OBJECTIVE = Every line from the one with "Front: indicate one pin on every instance of the parked" to the end of the data needs to be copied exactly, and no line before it.

DATASET ROWS =

┄┄┄┄┄┄┄┄┄┄

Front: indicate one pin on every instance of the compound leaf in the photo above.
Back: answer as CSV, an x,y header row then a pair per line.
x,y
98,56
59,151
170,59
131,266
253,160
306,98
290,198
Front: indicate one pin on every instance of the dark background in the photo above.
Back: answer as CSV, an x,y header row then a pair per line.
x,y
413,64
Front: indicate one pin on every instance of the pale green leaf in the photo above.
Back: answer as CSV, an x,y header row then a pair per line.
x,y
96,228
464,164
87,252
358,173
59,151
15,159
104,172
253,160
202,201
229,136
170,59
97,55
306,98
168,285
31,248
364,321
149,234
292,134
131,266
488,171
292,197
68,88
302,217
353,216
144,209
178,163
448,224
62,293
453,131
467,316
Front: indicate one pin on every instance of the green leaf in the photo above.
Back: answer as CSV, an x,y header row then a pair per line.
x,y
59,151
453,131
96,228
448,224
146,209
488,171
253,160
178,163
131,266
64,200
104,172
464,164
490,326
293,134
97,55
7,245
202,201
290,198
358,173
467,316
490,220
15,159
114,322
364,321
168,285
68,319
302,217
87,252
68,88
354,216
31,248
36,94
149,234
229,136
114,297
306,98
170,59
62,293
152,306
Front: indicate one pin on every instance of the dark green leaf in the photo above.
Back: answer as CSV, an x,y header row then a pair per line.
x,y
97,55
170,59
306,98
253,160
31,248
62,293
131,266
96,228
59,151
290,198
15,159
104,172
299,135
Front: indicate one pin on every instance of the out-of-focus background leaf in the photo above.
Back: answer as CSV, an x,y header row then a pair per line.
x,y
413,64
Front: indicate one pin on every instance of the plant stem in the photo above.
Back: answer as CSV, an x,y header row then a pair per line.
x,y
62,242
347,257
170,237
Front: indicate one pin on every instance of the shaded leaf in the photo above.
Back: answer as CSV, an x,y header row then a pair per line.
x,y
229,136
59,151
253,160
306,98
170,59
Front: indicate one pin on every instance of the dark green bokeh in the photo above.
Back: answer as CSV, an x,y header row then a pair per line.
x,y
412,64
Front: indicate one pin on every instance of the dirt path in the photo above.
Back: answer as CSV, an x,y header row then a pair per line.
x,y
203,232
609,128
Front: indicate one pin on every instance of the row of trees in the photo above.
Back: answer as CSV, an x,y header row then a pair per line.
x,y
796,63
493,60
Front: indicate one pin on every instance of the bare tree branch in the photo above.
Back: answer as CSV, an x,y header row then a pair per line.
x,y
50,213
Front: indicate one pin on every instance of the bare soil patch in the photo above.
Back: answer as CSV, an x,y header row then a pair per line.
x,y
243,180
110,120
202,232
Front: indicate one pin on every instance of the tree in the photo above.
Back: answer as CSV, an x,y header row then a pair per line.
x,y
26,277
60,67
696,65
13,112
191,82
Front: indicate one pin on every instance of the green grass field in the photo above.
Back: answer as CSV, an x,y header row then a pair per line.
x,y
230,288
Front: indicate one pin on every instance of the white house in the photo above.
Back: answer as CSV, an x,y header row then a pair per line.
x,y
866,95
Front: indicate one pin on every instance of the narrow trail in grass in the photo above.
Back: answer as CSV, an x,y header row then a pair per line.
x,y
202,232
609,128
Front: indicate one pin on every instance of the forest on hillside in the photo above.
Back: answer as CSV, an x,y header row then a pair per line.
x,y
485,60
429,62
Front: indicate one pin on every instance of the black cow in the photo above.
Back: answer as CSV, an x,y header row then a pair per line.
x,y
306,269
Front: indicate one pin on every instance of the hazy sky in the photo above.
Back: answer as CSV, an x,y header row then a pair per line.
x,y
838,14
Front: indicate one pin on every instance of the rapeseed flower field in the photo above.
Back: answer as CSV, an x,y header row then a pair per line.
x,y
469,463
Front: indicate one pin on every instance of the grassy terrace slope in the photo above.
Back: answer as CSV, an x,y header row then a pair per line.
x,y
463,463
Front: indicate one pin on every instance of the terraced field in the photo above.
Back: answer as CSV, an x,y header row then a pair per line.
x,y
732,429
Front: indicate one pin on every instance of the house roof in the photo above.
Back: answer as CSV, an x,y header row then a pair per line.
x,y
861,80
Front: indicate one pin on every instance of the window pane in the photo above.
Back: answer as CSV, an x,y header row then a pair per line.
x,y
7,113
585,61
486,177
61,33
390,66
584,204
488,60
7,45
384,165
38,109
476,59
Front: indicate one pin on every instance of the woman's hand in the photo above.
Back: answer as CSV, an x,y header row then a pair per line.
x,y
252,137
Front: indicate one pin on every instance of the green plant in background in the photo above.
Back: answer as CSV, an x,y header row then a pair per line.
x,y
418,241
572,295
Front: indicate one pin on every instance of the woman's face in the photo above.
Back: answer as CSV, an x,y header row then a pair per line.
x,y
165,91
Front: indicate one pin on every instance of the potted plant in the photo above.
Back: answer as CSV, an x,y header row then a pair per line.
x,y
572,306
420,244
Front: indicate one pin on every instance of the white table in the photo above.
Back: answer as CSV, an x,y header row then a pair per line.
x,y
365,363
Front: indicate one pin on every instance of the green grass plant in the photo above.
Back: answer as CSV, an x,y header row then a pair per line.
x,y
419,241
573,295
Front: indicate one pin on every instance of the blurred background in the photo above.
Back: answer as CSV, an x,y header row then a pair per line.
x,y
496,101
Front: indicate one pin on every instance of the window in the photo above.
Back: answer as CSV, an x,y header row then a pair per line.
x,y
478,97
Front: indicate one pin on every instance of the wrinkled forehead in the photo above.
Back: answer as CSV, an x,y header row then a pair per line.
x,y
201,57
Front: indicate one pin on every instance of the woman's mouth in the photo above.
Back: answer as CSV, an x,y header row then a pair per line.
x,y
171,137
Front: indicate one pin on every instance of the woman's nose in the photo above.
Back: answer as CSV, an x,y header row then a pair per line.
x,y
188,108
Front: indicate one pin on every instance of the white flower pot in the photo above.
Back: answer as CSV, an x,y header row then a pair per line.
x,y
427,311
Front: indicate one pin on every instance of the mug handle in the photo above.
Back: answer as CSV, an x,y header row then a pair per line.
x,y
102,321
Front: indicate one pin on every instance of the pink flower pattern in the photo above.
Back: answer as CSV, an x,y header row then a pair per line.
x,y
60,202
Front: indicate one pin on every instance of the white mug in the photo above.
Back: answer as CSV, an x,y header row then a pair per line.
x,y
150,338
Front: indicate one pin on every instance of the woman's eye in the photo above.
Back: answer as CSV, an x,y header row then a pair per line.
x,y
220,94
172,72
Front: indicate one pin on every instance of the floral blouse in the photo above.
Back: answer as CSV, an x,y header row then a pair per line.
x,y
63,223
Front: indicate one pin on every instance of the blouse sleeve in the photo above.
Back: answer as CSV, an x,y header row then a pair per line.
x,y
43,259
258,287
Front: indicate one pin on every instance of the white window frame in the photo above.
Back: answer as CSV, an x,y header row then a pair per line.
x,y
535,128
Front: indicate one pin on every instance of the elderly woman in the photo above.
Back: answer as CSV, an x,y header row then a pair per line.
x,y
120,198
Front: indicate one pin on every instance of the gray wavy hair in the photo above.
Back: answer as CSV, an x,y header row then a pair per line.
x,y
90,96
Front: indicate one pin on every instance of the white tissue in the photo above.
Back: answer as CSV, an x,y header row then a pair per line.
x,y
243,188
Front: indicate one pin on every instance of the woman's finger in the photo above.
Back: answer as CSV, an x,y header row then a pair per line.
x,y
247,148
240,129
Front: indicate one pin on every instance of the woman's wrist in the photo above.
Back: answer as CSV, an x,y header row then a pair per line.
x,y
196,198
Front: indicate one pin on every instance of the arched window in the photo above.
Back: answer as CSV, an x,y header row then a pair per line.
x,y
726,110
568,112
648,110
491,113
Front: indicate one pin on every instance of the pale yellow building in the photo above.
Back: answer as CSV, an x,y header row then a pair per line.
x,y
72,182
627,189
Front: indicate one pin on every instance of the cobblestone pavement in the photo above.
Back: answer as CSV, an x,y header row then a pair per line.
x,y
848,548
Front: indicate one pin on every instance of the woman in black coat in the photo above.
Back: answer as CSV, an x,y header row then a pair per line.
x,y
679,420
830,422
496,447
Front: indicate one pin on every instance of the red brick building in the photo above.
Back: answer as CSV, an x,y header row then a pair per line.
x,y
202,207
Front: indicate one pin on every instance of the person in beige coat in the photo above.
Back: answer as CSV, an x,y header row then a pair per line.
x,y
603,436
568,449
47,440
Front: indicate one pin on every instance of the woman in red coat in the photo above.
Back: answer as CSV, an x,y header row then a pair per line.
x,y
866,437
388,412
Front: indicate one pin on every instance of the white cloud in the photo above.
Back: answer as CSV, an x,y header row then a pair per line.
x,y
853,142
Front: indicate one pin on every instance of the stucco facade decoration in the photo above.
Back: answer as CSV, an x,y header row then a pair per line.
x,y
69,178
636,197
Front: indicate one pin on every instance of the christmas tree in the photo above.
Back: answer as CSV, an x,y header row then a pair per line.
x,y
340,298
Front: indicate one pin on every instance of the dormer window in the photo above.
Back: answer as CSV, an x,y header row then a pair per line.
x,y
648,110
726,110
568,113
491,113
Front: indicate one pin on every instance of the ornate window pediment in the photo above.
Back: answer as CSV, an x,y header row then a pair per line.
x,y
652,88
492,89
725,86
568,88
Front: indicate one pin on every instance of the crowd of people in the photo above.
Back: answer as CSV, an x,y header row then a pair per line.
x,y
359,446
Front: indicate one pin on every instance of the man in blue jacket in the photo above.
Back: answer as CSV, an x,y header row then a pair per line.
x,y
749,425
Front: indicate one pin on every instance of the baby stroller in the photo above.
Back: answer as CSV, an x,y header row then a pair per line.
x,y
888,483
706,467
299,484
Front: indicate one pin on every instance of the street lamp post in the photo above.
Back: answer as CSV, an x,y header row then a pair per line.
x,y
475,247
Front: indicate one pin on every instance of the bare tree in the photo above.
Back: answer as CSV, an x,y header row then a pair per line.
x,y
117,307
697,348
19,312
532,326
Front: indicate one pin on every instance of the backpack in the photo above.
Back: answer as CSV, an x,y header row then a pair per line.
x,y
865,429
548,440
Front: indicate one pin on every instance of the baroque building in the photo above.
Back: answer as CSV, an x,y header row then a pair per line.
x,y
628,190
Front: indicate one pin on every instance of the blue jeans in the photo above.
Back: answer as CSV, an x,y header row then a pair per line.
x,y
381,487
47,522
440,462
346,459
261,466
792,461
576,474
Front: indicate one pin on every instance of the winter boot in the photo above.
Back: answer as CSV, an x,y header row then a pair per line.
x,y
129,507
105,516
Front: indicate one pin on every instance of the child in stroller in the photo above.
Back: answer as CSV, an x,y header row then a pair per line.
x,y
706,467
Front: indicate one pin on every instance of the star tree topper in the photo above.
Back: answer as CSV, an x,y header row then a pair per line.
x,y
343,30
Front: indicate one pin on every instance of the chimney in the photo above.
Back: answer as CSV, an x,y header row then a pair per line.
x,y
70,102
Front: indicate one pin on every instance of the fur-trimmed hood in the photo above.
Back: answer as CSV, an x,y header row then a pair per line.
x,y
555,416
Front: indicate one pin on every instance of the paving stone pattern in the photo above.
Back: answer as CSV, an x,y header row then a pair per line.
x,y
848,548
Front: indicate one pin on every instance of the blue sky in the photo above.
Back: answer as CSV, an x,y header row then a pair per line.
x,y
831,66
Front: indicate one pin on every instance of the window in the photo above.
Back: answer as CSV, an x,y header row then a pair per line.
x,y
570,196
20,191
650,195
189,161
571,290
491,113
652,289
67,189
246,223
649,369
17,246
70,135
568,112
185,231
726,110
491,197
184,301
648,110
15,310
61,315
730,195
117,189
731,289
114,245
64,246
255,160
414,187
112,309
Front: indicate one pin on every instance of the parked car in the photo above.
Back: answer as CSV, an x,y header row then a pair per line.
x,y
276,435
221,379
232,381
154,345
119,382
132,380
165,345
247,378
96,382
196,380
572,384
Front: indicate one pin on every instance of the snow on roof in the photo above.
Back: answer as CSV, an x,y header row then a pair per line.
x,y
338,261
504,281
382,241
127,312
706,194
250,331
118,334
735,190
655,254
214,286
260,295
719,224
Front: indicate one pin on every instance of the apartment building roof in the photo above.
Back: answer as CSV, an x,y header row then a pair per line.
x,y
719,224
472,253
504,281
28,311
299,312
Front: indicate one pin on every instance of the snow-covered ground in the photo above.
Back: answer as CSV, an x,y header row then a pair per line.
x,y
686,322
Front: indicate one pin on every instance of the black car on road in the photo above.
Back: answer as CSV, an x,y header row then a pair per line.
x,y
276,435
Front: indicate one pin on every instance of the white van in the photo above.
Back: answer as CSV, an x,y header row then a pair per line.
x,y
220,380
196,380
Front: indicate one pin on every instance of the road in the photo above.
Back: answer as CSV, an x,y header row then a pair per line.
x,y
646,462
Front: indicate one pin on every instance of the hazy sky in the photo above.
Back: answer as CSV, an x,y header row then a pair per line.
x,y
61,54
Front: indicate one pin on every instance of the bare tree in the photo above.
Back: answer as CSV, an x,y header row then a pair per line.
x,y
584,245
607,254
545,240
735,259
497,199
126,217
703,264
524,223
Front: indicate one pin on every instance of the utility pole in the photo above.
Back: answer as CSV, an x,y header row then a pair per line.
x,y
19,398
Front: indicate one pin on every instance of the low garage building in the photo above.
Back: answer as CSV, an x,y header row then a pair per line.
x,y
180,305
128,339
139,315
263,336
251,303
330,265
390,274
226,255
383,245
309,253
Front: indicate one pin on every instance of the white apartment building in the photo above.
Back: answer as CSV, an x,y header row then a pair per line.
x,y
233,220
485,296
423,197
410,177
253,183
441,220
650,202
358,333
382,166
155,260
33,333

┄┄┄┄┄┄┄┄┄┄

WRITTEN ANSWER =
Front: indicate one pin on every instance of the parked car in the photo above.
Back: answer as CSV, an x,y header row then a pair per line.
x,y
276,435
221,379
232,381
154,345
119,382
132,380
165,345
247,378
96,382
196,380
572,384
Front: indicate one pin on every instance of the snow on roof in the photo above.
Back: answer as CSV, an x,y header row then a pair per line.
x,y
338,261
504,281
382,241
127,312
706,194
250,331
118,334
735,190
655,254
214,286
260,295
719,224
Front: indicate one pin on every instance of the apartment building roof in the photo above.
Back: answer as CSV, an x,y header row then a pair per line.
x,y
719,224
472,253
504,281
28,311
299,312
Front: indicate one pin on every instance of the snow-covered ground in the photo above.
Back: answer as CSV, an x,y header row then a pair per line.
x,y
686,322
Front: indicate one pin on every instance of the black car on road in the photo above.
Back: answer as CSV, an x,y header row then a pair per line.
x,y
276,435
Front: indicate one pin on every instance of the white van in the photo above.
Back: answer as CSV, an x,y header row then a pair per line.
x,y
220,380
196,380
Front: indicate one pin on every instance of the road in the photo above.
Back: answer as CSV, an x,y header row then a pair per line.
x,y
646,462
Front: indicate one pin on every instance of the hazy sky in the photo above.
Back: answer as CSV, an x,y header row then a pair per line.
x,y
61,54
Front: indicate one pin on every instance of the bare tree in the photo above.
Back: answer as CSV, an x,y header row then a pair per line.
x,y
584,245
607,254
545,240
735,259
497,199
126,217
703,264
524,223
Front: indicate one pin on every instance of the utility pole in the photo above.
Back: answer as CSV, an x,y header row then a pair per line.
x,y
19,398
Front: indicate one pin on every instance of the low garage building in the photo above.
Back: answer as CSV, an x,y header row then a pair per line.
x,y
180,305
128,339
139,315
263,336
251,303
330,265
390,274
226,255
383,245
309,253
Front: indicate one pin on every instance of the white apartment building in the photo above.
Back: answer as CSV, an x,y header row then a pair per line.
x,y
233,220
485,296
423,197
410,177
253,183
441,220
650,202
358,333
382,166
155,260
33,333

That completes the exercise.